— WHAT NEEDS TO BE DONE —
Print each line of the listing once more, precisely as given.

++++++

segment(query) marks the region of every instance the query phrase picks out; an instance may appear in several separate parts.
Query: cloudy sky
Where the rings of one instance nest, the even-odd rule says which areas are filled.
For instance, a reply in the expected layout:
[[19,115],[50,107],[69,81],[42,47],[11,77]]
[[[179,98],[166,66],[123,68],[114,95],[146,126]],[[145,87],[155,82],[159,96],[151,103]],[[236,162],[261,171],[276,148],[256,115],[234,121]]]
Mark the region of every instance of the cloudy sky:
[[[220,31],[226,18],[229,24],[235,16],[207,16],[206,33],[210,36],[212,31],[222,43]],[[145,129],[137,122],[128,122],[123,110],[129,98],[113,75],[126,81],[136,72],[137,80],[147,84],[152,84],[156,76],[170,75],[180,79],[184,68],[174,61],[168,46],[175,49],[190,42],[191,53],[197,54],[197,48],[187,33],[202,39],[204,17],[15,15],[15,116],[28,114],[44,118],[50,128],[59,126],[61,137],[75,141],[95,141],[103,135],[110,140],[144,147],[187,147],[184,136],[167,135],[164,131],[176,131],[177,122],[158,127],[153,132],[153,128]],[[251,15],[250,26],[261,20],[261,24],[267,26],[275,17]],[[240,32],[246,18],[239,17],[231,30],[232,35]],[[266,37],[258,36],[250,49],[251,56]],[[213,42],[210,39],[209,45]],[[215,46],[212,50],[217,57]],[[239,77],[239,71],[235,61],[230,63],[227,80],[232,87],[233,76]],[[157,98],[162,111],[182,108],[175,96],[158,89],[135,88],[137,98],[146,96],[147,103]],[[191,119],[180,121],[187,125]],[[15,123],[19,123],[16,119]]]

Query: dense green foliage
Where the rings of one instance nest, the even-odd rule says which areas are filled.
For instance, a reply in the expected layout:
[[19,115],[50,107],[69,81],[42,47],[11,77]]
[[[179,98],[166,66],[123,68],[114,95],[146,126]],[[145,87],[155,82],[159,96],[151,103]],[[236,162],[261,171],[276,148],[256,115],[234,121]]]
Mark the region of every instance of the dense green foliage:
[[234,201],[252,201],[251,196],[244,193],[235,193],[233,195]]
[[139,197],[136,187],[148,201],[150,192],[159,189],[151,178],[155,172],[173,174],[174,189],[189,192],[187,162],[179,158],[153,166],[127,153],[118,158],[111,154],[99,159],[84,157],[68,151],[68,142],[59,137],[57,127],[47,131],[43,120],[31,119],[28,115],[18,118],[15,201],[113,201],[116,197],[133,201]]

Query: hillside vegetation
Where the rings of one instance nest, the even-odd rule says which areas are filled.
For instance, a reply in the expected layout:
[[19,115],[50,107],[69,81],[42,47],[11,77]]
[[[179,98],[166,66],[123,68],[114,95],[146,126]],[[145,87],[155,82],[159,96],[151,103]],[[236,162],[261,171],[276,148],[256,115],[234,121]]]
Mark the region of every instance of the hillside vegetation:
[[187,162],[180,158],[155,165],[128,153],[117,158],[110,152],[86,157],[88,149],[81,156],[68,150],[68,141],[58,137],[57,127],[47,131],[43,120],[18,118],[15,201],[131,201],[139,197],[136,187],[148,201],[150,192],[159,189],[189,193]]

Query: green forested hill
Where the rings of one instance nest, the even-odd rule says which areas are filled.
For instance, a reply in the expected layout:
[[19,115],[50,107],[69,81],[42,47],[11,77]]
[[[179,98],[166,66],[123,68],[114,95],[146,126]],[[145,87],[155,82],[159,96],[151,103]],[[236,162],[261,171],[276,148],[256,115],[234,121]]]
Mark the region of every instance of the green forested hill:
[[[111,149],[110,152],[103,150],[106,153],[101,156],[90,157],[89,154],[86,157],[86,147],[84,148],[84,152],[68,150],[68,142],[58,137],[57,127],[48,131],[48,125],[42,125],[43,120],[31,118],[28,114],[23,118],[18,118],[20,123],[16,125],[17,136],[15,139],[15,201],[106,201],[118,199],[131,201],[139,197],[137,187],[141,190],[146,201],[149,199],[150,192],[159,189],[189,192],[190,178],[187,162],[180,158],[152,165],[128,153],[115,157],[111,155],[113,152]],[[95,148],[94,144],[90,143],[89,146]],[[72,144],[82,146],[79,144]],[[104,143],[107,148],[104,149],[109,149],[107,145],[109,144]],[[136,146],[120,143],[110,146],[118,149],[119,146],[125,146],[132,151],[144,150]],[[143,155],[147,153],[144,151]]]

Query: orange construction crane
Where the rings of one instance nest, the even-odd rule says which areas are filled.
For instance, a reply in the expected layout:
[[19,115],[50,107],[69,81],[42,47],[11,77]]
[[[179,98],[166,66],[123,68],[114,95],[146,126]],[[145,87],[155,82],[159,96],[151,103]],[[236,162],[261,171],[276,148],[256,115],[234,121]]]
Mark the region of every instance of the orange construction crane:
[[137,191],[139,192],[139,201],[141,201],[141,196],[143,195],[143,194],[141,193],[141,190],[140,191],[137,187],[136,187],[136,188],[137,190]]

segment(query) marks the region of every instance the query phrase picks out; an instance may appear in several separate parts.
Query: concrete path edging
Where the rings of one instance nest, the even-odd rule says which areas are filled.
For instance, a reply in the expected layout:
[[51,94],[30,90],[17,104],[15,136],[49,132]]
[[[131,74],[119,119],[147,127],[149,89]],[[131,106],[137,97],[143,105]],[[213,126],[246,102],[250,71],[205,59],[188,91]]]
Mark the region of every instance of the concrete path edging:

++++++

— RIGHT ANSWER —
segment(query) marks the region of every instance the query phrase picks out; an instance may appear in several separate parts.
Query: cloudy sky
Where the rings of one instance nest, the even-odd rule says which areas are filled.
For instance, a reply in the expected layout:
[[19,115],[50,107],[69,81],[42,47],[11,77]]
[[[179,98],[166,66],[123,68],[114,95],[146,126]],[[145,87],[155,82],[159,96],[151,103]],[[236,162],[261,171],[276,148],[256,115],[234,121]]]
Mark the region of every instance of the cloudy sky:
[[[220,31],[226,18],[229,24],[235,16],[207,16],[206,33],[210,36],[212,31],[222,43]],[[145,129],[137,122],[128,122],[123,110],[129,98],[113,75],[126,81],[136,72],[137,80],[147,84],[152,84],[156,76],[170,75],[180,79],[184,68],[174,61],[168,46],[175,49],[190,42],[191,53],[197,54],[197,48],[187,33],[202,39],[204,17],[15,15],[15,116],[28,114],[44,118],[50,128],[59,126],[61,137],[75,141],[95,141],[103,135],[110,140],[144,147],[187,147],[184,136],[167,135],[164,131],[176,131],[177,122],[158,127],[153,132],[153,128]],[[251,15],[250,26],[261,20],[261,24],[267,26],[275,17]],[[240,32],[246,18],[239,17],[231,30],[232,35]],[[266,37],[258,36],[250,49],[251,56]],[[213,42],[210,39],[209,45]],[[215,46],[212,50],[217,57]],[[239,77],[239,71],[235,61],[230,63],[227,80],[232,87],[233,76]],[[157,98],[162,111],[182,108],[175,96],[158,89],[135,88],[137,98],[146,96],[147,103]],[[191,119],[180,121],[187,125]],[[15,123],[19,123],[16,119]]]

Query: dense green foliage
Where the rings of one instance nest, the even-odd rule says which areas are filled.
For instance, a reply in the expected layout:
[[19,115],[50,107],[69,81],[42,47],[11,77]]
[[[179,98],[166,66],[123,68],[114,95],[146,126]],[[145,87],[155,82],[159,96],[151,103]],[[236,162],[261,171],[276,148],[256,115],[234,121]]]
Mark the region of every instance of the dense green foliage:
[[234,201],[252,201],[251,196],[244,193],[235,193],[233,195]]
[[139,197],[136,187],[148,201],[150,192],[159,189],[151,178],[155,172],[173,174],[174,189],[189,192],[187,162],[179,158],[153,166],[127,153],[118,158],[111,154],[99,159],[84,157],[68,151],[68,142],[59,137],[57,127],[47,131],[43,120],[31,119],[28,115],[18,118],[15,201],[113,201],[116,197],[133,201]]

Query: hillside vegetation
Where the rings of one instance nest, the even-odd rule says which areas are filled.
For instance, a reply in the expected layout:
[[19,115],[50,107],[69,81],[42,47],[11,77]]
[[[179,98],[166,66],[123,68],[114,95],[146,126]],[[145,87],[155,82],[159,96],[151,103]],[[236,162],[261,171],[276,148],[256,115],[234,121]]]
Mark the region of every instance of the hillside vegetation:
[[187,162],[180,158],[155,165],[128,153],[117,158],[110,152],[86,157],[88,149],[81,156],[68,150],[68,141],[58,137],[57,127],[47,131],[43,120],[18,118],[15,201],[131,201],[139,197],[136,187],[148,201],[150,192],[159,189],[189,193]]

Query: green forested hill
Where the rings of one instance nest, the even-odd rule says which areas are filled.
For instance, a reply in the expected layout:
[[19,115],[50,107],[69,81],[42,47],[11,77]]
[[[179,98],[166,66],[123,68],[114,95],[146,126]],[[145,87],[155,82],[159,96],[151,103]],[[236,162],[261,171],[276,148],[256,115],[234,121]]]
Mark the region of every instance of the green forested hill:
[[[111,149],[110,152],[103,150],[106,153],[101,156],[90,157],[89,154],[86,157],[86,147],[84,148],[84,152],[68,150],[68,142],[58,137],[57,127],[48,131],[48,125],[42,125],[43,120],[31,118],[28,114],[23,118],[18,118],[20,123],[16,125],[17,136],[15,139],[15,201],[106,201],[118,199],[131,201],[139,197],[137,187],[141,190],[146,201],[149,199],[150,192],[159,189],[189,192],[190,178],[187,162],[180,158],[152,165],[128,153],[115,157],[111,155],[113,152]],[[95,148],[94,144],[90,143],[89,146]],[[72,144],[82,146],[79,144]],[[104,143],[107,148],[104,149],[109,149],[107,145],[109,144]],[[136,146],[120,143],[110,146],[118,149],[119,146],[125,146],[132,151],[144,150]],[[143,155],[147,153],[144,151]]]

Query: orange construction crane
Where the rings of one instance nest, the even-odd rule says which areas are filled.
For instance, a reply in the expected layout:
[[19,115],[50,107],[69,81],[42,47],[11,77]]
[[[179,98],[166,66],[123,68],[114,95],[146,126]],[[145,87],[155,82],[159,96],[151,103]],[[236,162],[261,171],[276,148],[256,115],[234,121]]]
Mark the region of every instance of the orange construction crane:
[[137,191],[139,192],[139,201],[141,201],[141,196],[143,195],[143,194],[141,193],[141,190],[140,191],[137,187],[136,187],[136,188],[137,190]]

segment(query) marks the region of every instance the query phrase picks out; an instance may appear in several separate parts.
Query: concrete path edging
Where the rings of one instance nest, the even-odd rule says which areas are filled.
For instance, a reply in the expected layout:
[[51,94],[30,90],[17,104],[15,136],[49,132]]
[[[131,74],[119,119],[147,127],[149,89]],[[131,106],[137,97],[143,105]],[[213,126],[246,102],[250,71],[205,59],[188,91]]]
Mark the region of every instance of the concrete path edging:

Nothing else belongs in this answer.